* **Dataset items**
────────────────────────────────────────

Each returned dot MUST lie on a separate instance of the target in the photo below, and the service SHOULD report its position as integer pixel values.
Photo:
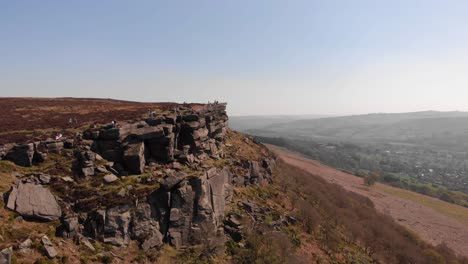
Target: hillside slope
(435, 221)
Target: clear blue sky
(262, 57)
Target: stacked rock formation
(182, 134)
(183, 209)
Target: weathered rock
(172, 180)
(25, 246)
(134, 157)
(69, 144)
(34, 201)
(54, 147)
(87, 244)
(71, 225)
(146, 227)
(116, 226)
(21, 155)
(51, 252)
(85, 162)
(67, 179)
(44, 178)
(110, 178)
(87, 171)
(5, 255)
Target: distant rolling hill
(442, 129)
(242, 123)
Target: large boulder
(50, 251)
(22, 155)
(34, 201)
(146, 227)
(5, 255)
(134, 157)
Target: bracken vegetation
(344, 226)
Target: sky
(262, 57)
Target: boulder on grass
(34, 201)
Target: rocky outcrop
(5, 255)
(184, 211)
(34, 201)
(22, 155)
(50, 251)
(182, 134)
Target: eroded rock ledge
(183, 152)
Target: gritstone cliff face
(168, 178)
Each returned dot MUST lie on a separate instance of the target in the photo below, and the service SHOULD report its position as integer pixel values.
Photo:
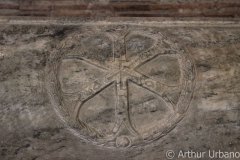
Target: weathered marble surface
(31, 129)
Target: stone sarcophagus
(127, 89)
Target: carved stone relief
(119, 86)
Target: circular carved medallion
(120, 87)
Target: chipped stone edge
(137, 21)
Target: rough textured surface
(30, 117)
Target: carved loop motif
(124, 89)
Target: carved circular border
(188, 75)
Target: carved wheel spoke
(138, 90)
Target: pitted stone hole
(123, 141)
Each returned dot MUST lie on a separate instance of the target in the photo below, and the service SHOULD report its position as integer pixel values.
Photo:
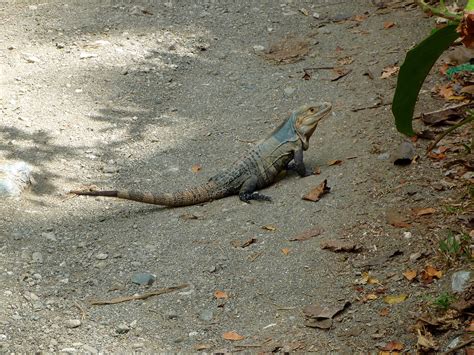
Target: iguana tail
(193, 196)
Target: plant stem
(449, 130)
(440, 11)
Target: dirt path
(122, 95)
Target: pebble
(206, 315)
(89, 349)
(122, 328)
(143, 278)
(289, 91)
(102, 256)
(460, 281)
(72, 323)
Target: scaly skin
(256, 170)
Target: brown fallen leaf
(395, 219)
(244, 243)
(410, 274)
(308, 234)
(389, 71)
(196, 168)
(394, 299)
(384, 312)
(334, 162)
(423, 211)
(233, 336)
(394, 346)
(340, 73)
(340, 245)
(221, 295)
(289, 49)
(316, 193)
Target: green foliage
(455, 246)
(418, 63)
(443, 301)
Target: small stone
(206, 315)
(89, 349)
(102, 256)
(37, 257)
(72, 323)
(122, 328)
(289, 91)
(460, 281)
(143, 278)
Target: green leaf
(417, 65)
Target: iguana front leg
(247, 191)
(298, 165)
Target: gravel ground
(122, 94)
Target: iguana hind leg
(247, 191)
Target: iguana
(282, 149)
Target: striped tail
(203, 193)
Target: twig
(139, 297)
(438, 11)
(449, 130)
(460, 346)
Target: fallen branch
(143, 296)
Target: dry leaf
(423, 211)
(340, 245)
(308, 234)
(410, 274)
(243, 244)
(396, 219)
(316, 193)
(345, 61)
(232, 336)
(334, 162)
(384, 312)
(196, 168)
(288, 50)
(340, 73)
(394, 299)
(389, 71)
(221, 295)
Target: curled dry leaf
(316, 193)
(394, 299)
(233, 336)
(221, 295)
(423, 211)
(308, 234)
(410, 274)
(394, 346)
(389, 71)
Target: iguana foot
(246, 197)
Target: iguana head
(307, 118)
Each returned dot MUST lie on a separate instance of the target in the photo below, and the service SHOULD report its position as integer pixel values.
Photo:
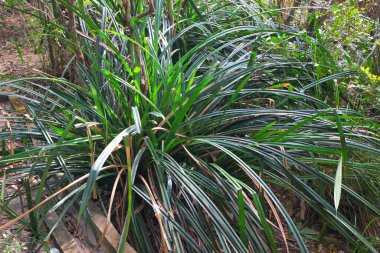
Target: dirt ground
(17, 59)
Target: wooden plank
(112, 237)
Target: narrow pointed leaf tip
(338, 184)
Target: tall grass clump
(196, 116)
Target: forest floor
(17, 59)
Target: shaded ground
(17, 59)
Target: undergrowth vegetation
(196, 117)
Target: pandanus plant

────────────────────────────────────────

* **EXERCISE INSTRUCTIONS**
Reproduce every line of the rows above verbatim, omitting the pictures from your answer.

* **PROBLEM SOLUTION**
Each returned dot MUST lie on a separate instance of the target in the photo below, and the service SHOULD report its position as integer pixel values.
Photo:
Target: hillside slope
(435, 221)
Target: clear blue sky
(262, 57)
Target: stacked rock formation
(182, 134)
(183, 209)
Target: weathered rock
(172, 180)
(25, 246)
(134, 157)
(69, 144)
(34, 201)
(54, 147)
(87, 244)
(71, 225)
(146, 227)
(116, 226)
(21, 155)
(51, 252)
(85, 162)
(67, 179)
(44, 178)
(110, 178)
(87, 171)
(5, 255)
Target: distant rolling hill
(442, 129)
(242, 123)
Target: large boulder
(50, 251)
(22, 155)
(34, 201)
(146, 227)
(5, 255)
(134, 157)
Target: bracken vegetation
(344, 226)
Target: sky
(262, 57)
Target: boulder on grass
(34, 201)
Target: rocky outcrop
(5, 255)
(184, 211)
(34, 201)
(22, 155)
(50, 251)
(182, 134)
Target: eroded rock ledge
(183, 152)
Target: gritstone cliff face
(168, 178)
Each returned dot MUST lie on a separate instance of the target in the photo below, and the service SHOULD report its position as integer pixel values.
Photo:
Target: weathered marble surface
(31, 129)
Target: stone sarcophagus
(127, 89)
Target: carved stone relief
(119, 86)
Target: circular carved medallion
(120, 87)
Target: chipped stone edge
(137, 21)
Target: rough textured surface
(30, 117)
Target: carved loop motif
(124, 89)
Target: carved circular border
(188, 75)
Target: carved wheel spoke
(138, 90)
Target: pitted stone hole
(123, 141)
Each returned dot MUST lie on a separate instance of the target in the photo below, and the service SHOULD report its position as integer pixel values.
Photo:
Target: iguana tail
(193, 196)
Target: plant stem
(449, 130)
(440, 11)
Target: dirt path
(122, 95)
Target: pebble
(206, 315)
(89, 349)
(122, 328)
(143, 278)
(289, 91)
(102, 256)
(460, 281)
(72, 323)
Target: scaly skin
(256, 170)
Target: brown fallen leaf
(395, 219)
(244, 243)
(410, 274)
(308, 234)
(389, 71)
(196, 168)
(394, 299)
(384, 312)
(334, 162)
(423, 211)
(233, 336)
(394, 346)
(340, 73)
(340, 245)
(221, 295)
(289, 49)
(316, 193)
Target: green foliage
(455, 246)
(418, 63)
(443, 301)
Target: small stone
(206, 315)
(89, 349)
(102, 256)
(37, 257)
(72, 323)
(122, 328)
(289, 91)
(460, 281)
(143, 278)
Target: green leaf
(417, 65)
Target: iguana front leg
(247, 191)
(298, 165)
Target: gravel ground
(122, 94)
Target: iguana hind leg
(247, 191)
Target: iguana
(282, 149)
Target: striped tail
(203, 193)
Target: twig
(139, 297)
(438, 11)
(449, 130)
(460, 346)
Target: fallen branch
(143, 296)
Target: dry leaf
(423, 211)
(340, 245)
(308, 234)
(410, 274)
(243, 244)
(396, 219)
(316, 193)
(345, 61)
(232, 336)
(334, 162)
(384, 312)
(196, 168)
(288, 50)
(340, 73)
(394, 299)
(389, 71)
(221, 295)
Target: curled dry leaf
(316, 193)
(394, 299)
(233, 336)
(221, 295)
(423, 211)
(308, 234)
(410, 274)
(394, 346)
(389, 71)
Target: iguana foot
(246, 197)
Target: iguana head
(307, 118)
Each returned dot MUST lie on a separate instance of the target in the photo below, and the service SHOULD report its position as integer pixel values.
Photo:
Target: dirt ground
(17, 59)
Target: wooden plank
(112, 237)
Target: narrow pointed leaf tip
(338, 184)
Target: tall grass clump
(196, 116)
Target: forest floor
(17, 59)
Target: shaded ground
(17, 59)
Target: undergrowth vegetation
(196, 117)
Target: pandanus plant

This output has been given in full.